#### Selected extract:

Date of Graduation


Document Type


Degree Type



Eberly College of Arts and Sciences


Forensic and Investigative Science

Committee Chair

Tina Moroose

Committee Co-Chair

Arati Iyengar

Committee Member

Arati Iyengar

Committee Member

Stephanie Young


Mitochondrial DNA (mtDNA) analysis has several forensic applications such as criminal investigations, identification of human remains, and missing person investigations. It is also the only type of DNA that is available from certain sample types such as hair shafts. The presence of mtDNA heteroplasmy within and between tissue types can lead to mtDNA sequence differences when comparing samples originating from the same individual. Studies on mtDNA heteroplasmy are increasingly being carried out for their implications in forensic interpretation of mtDNA sequences. Specifically, mtDNA in buccal swabs compared to hair samples from one individual may show differences in sequence due to heteroplasmy, and casework samples compared to reference swabs may exhibit differences that must be correctly interpreted to prevent faulty conclusions made by investigators and scientists alike. Establishing expected rates of heteroplasmy in mtDNA extracted from hair shaft samples and comparison to mtDNA extracted from buccal swab samples will lead to increased confidence in mtDNA interpretation.

#### Work instructions:
In the thesis abstract on mitochondrial DNA, what can the presence of mtDNA heteroplasmy within and between tissue types lead to?

Recorded data
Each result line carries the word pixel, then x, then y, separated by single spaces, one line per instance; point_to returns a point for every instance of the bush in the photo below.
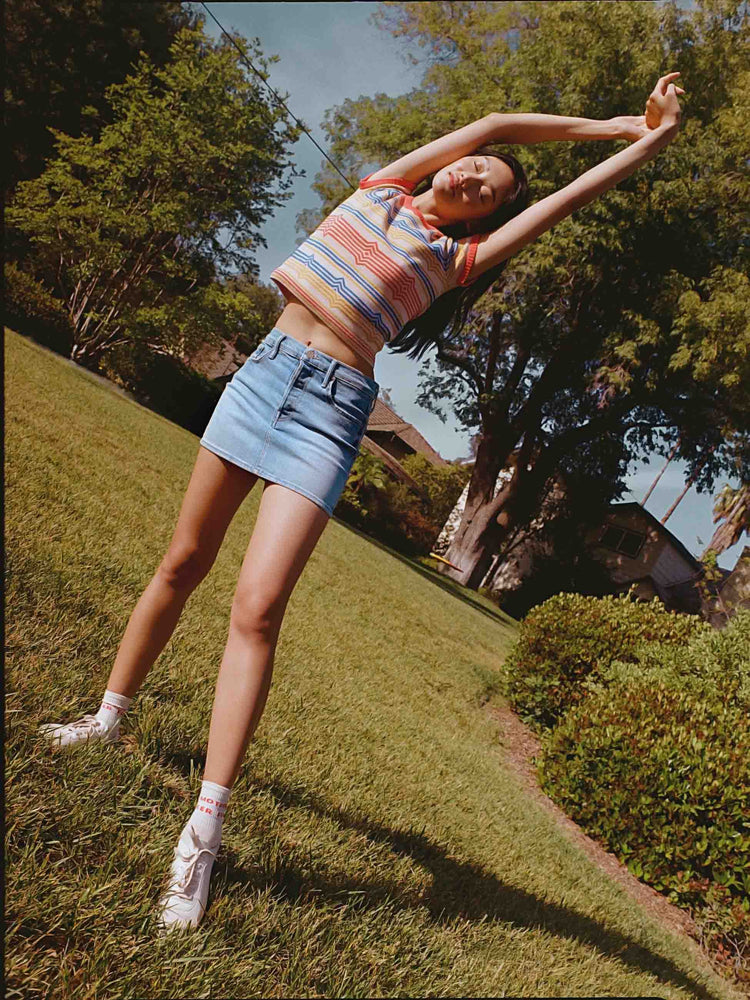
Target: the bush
pixel 164 384
pixel 33 311
pixel 391 511
pixel 570 638
pixel 654 764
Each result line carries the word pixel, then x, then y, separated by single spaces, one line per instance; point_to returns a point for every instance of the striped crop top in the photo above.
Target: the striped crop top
pixel 374 264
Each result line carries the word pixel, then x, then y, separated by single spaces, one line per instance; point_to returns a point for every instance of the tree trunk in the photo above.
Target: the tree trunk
pixel 481 530
pixel 663 470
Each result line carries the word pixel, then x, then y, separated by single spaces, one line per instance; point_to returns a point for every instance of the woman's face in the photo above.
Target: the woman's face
pixel 471 187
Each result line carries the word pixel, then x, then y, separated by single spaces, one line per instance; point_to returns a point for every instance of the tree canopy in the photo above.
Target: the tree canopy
pixel 136 229
pixel 623 330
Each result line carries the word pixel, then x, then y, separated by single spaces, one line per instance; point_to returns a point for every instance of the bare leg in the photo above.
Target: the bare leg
pixel 286 532
pixel 214 494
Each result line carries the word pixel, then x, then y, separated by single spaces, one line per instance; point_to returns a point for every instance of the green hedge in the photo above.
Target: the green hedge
pixel 164 384
pixel 654 763
pixel 392 512
pixel 34 312
pixel 571 638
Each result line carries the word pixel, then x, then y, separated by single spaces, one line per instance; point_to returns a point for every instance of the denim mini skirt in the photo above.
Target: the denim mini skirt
pixel 294 416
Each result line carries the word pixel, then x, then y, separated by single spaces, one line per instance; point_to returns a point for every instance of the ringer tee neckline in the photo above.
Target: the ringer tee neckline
pixel 409 202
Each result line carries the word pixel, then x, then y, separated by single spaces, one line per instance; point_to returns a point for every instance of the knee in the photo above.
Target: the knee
pixel 257 613
pixel 184 566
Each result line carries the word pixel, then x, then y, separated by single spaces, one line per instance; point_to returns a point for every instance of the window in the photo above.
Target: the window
pixel 629 543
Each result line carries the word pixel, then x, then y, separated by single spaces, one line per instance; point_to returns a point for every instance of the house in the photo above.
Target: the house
pixel 639 550
pixel 631 545
pixel 390 439
pixel 217 363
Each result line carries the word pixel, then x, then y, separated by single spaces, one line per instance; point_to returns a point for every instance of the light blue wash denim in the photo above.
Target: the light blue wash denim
pixel 294 416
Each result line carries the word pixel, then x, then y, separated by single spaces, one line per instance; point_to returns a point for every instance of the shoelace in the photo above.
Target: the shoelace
pixel 86 721
pixel 183 880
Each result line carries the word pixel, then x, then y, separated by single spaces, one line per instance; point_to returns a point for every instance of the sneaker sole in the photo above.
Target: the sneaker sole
pixel 48 728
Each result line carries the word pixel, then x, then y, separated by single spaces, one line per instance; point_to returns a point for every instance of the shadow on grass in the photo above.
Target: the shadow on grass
pixel 459 890
pixel 446 583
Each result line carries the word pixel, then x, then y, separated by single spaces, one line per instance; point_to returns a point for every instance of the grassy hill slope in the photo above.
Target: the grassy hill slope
pixel 376 843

#### The answer:
It can lead to mtDNA sequence differences when comparing samples originating from the same individual.